Copy the data exactly. Images are to be left out.

____________________

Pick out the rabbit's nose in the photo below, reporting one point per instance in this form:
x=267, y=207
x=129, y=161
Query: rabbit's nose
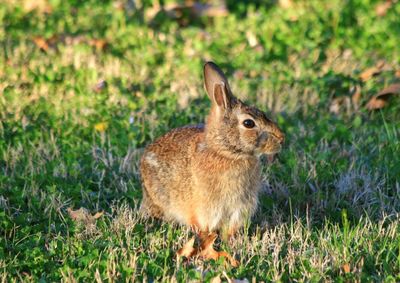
x=281, y=138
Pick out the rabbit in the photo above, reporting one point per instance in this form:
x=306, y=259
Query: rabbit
x=209, y=176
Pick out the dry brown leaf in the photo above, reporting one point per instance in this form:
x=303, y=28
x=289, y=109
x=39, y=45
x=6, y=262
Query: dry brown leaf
x=355, y=98
x=380, y=100
x=382, y=8
x=369, y=73
x=82, y=215
x=41, y=6
x=252, y=39
x=41, y=43
x=346, y=268
x=216, y=279
x=233, y=280
x=285, y=3
x=100, y=85
x=187, y=250
x=196, y=9
x=99, y=44
x=338, y=103
x=207, y=250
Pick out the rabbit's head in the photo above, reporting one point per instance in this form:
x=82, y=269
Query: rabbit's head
x=233, y=127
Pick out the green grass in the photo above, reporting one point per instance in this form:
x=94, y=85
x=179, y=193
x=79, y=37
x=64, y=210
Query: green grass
x=330, y=207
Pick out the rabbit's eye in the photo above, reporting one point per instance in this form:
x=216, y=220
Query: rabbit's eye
x=248, y=123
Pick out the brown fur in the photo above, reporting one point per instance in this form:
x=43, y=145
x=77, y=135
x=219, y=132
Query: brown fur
x=209, y=176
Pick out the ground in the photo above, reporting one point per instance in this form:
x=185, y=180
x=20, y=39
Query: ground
x=86, y=85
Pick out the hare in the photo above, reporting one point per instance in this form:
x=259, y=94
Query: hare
x=209, y=176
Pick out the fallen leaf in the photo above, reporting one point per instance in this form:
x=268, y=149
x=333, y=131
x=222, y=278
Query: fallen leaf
x=196, y=9
x=99, y=44
x=233, y=280
x=380, y=100
x=251, y=38
x=285, y=3
x=369, y=73
x=101, y=127
x=216, y=279
x=346, y=268
x=187, y=250
x=41, y=43
x=42, y=6
x=207, y=250
x=338, y=103
x=355, y=98
x=100, y=85
x=382, y=8
x=82, y=215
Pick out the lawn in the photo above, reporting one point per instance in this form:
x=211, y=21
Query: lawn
x=86, y=85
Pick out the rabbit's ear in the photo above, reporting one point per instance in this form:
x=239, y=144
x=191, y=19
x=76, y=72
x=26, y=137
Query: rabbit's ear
x=217, y=86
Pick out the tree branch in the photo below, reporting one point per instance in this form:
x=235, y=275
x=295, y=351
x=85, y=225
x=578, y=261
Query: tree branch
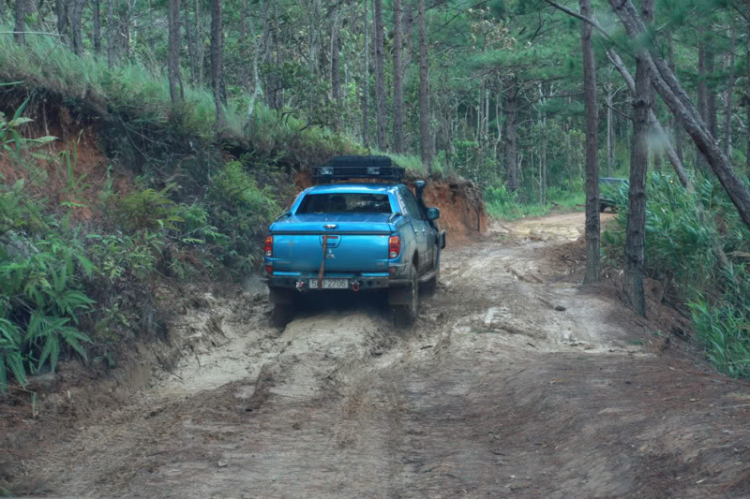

____________________

Solution to this task =
Pick out the rabbit's nose in the photo below, reporting one point per instance in this form:
x=267, y=207
x=129, y=161
Query: rabbit's nose
x=281, y=138
Pick out the rabbit in the photo above, reporting one point per instance in this form:
x=306, y=259
Query: rabbit
x=209, y=176
Pick out the dry brown leaf in the photo above, reporting one point per instance in this form:
x=303, y=28
x=289, y=109
x=39, y=45
x=6, y=262
Query: dry brown leaf
x=355, y=98
x=380, y=100
x=382, y=8
x=369, y=73
x=82, y=215
x=41, y=6
x=252, y=39
x=41, y=43
x=346, y=268
x=216, y=279
x=233, y=280
x=285, y=3
x=100, y=85
x=187, y=250
x=196, y=9
x=99, y=44
x=338, y=103
x=207, y=250
Pick out the rabbit's head in the photo above, reporting one point per instance in this form:
x=82, y=269
Query: rabbit's head
x=233, y=127
Pick out the green grass in the photo above, reporting one point per instance in this form:
x=94, y=85
x=179, y=193
x=79, y=37
x=64, y=210
Query: green grass
x=330, y=207
Pick out the rabbit's eye in the photo above, reporting one point per instance in this form:
x=216, y=220
Query: rabbit's eye
x=248, y=123
Pick out the brown fur in the photo above, reporting one point per instance in this form:
x=43, y=145
x=77, y=135
x=219, y=132
Query: brown fur
x=209, y=176
Pick out the ground in the photo above, reporting one point per instance in this form:
x=185, y=180
x=20, y=39
Query: ground
x=86, y=85
Pick out the hare in the photo above, reporting one point per instance in this form:
x=259, y=94
Query: hare
x=209, y=176
Pick out the fallen leaf in the photo above, reporting one point per instance in this form:
x=268, y=149
x=333, y=131
x=222, y=278
Query: fallen leaf
x=196, y=9
x=99, y=44
x=233, y=280
x=380, y=100
x=251, y=38
x=285, y=3
x=369, y=73
x=101, y=127
x=216, y=279
x=346, y=268
x=187, y=250
x=41, y=43
x=42, y=6
x=207, y=250
x=338, y=103
x=355, y=98
x=100, y=85
x=382, y=8
x=82, y=215
Pick out the lawn in the photo above, reporting one point per instance in this form:
x=211, y=21
Query: lawn
x=86, y=85
Pick out the rabbit's ear in the photo above, reporting one point per instance in this form:
x=239, y=144
x=191, y=19
x=76, y=72
x=26, y=137
Query: rabbit's ear
x=217, y=86
Pick out the tree branch in the photo below, reporting one point per instance in this form:
x=235, y=275
x=295, y=351
x=85, y=225
x=578, y=261
Query: tree branch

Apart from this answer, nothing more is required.